(Consegna 1) Aggiorna i record a partire dalla riga che contiene "Please locate the tram car" e fino alla riga che contiene "[245,97,257,115]", sostituendo "research team" con "survey team" e lasciando invariato tutto il resto. Riporta soltanto questi record.

(Estratto del testo)
Il “così fan tutti” diviene una filosofia di vita che nasconde la mancanza di volontà e di coraggio. La condivisione di un'idea da parte di un gruppo numeroso basta perché possa essere considerata una certezza. Ma Bauman squarcia il velo indicando la storia del ventesimo secolo e gli errori commessi con l'approvazione di tutti.

 

«L'idea popolare che nasce per nascondersi dalla mancanza di coraggio e quella che possiamo chiamare moda. Un'invenzione molto ingegnosa che concilia due desideri che ognuno di noi ha: l'appartenenza ad un gruppo e l'affermazione di sé». Un inganno perverso, un'imposizione che «si segue ma con l'impressione di vivere assecondando i propri desideri e con l'idea di fare quello che si vuole. La moda permette una combinazione unica: sentirci coraggiosi avendo poco coraggio. Mette insieme due cose apparentemente incompatibili: siamo parte della massa sentendoci individui».

A complicare la situazione arriva il mondo policentrico e pluralistico del web «per la prima volta nella storia ci troviamo a vivere nel tempo e nello spazio immediatamente. Tutti abbiamo la sensazione di poter entrare sulla scena pubblica. Il 'si dice' che prima era espressione di persone reali e vicine, che rappresentavano un ruolo, vive di questa nuova influenza».

 

Le scelte si trasformano in un'infinità, arrivano dal web che non solo non riduce la paura ma l'accresce. La possibilità di escludere dalla nostra “confort zone” on line tutto quello che non ci piace ci permette la creazione di un modo in cui «tutto quello che vediamo è il nostro riflesso, tutto quello che sentiamo l'eco della nostra voce e non c'è nessuno realmente».
Un mondo sicuro e confortevole che però non ci aiuta a superare le paure ma le nasconde solo sotto al tappeto».
 

E' questa, per Bauman, la situazione di maggior pericolo. Una situazione che non è visibile nell'immediato ma che si ripercuoterà sulla nostra vita rendendoci “disarmati di fronte alle difficoltà, incapaci di affrontare la realtà, chi la pensa diversamente».

L'esempio da seguire per Bauman è quello di Papa Francesco. «Per la sua prima intervista – racconta – ha scelto Eugenio Scalfari e la Repubblica. Un giornalista ateo e un giornale anticlericale. Ecco come si fa a mostrare la strada: attraverso l'esempio. Tutti dobbiamo essere in grado di scegliere tra la strada più facile e quella più difficile. Solo la seconda ci aiuterà ad affrontare e superare le paure e ad imparare ad avere coraggio. Lo stiamo perdendo di vista ed è il pericolo più grande che corriamo in questo momento».

(Estratti di dati dei riquadri di delimitazione)

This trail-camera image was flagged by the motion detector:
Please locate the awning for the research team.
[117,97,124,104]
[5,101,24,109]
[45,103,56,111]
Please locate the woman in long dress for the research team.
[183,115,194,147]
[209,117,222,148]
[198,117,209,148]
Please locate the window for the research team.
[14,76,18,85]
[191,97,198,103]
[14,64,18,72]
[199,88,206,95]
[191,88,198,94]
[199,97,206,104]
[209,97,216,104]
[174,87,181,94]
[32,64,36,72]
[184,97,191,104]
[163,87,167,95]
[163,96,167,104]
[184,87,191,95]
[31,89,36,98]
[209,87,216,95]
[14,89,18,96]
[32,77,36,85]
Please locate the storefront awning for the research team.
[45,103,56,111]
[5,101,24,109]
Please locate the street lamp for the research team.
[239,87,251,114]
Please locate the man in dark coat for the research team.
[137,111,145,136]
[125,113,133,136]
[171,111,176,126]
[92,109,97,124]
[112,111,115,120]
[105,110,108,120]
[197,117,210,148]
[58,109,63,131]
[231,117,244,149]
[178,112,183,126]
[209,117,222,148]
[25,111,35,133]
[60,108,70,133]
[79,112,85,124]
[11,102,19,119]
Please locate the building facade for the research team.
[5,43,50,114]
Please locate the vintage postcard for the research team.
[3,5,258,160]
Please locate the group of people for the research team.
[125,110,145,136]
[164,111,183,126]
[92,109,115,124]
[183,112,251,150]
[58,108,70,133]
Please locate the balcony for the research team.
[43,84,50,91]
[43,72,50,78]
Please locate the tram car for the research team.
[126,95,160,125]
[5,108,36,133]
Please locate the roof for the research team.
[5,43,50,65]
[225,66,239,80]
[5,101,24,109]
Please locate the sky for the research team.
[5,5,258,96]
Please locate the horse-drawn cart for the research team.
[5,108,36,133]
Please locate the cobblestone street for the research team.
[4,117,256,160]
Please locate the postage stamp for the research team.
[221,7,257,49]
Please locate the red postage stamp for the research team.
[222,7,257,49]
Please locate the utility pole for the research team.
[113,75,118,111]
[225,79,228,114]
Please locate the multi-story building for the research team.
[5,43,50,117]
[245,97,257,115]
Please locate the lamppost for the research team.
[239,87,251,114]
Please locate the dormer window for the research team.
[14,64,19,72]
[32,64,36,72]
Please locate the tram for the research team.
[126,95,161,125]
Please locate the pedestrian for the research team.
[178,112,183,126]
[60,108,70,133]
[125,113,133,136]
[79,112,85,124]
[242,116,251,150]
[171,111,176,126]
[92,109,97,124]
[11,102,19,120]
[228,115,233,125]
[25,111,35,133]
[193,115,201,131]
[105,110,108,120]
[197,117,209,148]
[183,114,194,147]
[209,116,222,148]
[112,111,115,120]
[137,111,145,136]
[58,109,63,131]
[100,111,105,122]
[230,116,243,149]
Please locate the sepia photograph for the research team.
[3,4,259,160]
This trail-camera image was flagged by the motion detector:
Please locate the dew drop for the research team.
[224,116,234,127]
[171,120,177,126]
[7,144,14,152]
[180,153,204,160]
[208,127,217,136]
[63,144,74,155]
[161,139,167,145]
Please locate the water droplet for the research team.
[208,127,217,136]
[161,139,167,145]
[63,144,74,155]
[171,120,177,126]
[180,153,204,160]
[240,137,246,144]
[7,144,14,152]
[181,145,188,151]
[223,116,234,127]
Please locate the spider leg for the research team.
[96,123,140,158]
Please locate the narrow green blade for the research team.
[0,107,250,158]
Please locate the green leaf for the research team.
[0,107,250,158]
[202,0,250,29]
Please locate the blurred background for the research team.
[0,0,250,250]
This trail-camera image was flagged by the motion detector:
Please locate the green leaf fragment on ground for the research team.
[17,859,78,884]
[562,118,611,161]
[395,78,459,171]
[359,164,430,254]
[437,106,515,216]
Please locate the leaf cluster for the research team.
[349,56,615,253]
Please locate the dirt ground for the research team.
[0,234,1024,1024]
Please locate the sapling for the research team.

(Consegna 2) Nel testo su Bauman, chi ha scelto Papa Francesco per la sua prima intervista?

(Risposta corretta 1)
Please locate the tram car for the survey team.
[126,95,160,125]
[5,108,36,133]
Please locate the roof for the survey team.
[5,43,50,65]
[225,66,239,80]
[5,101,24,109]
Please locate the sky for the survey team.
[5,5,258,96]
Please locate the horse-drawn cart for the survey team.
[5,108,36,133]
Please locate the cobblestone street for the survey team.
[4,117,256,160]
Please locate the postage stamp for the survey team.
[221,7,257,49]
Please locate the red postage stamp for the survey team.
[222,7,257,49]
Please locate the utility pole for the survey team.
[113,75,118,111]
[225,79,228,114]
Please locate the multi-story building for the survey team.
[5,43,50,117]
[245,97,257,115]

(Risposta corretta 2) Eugenio Scalfari e la Repubblica.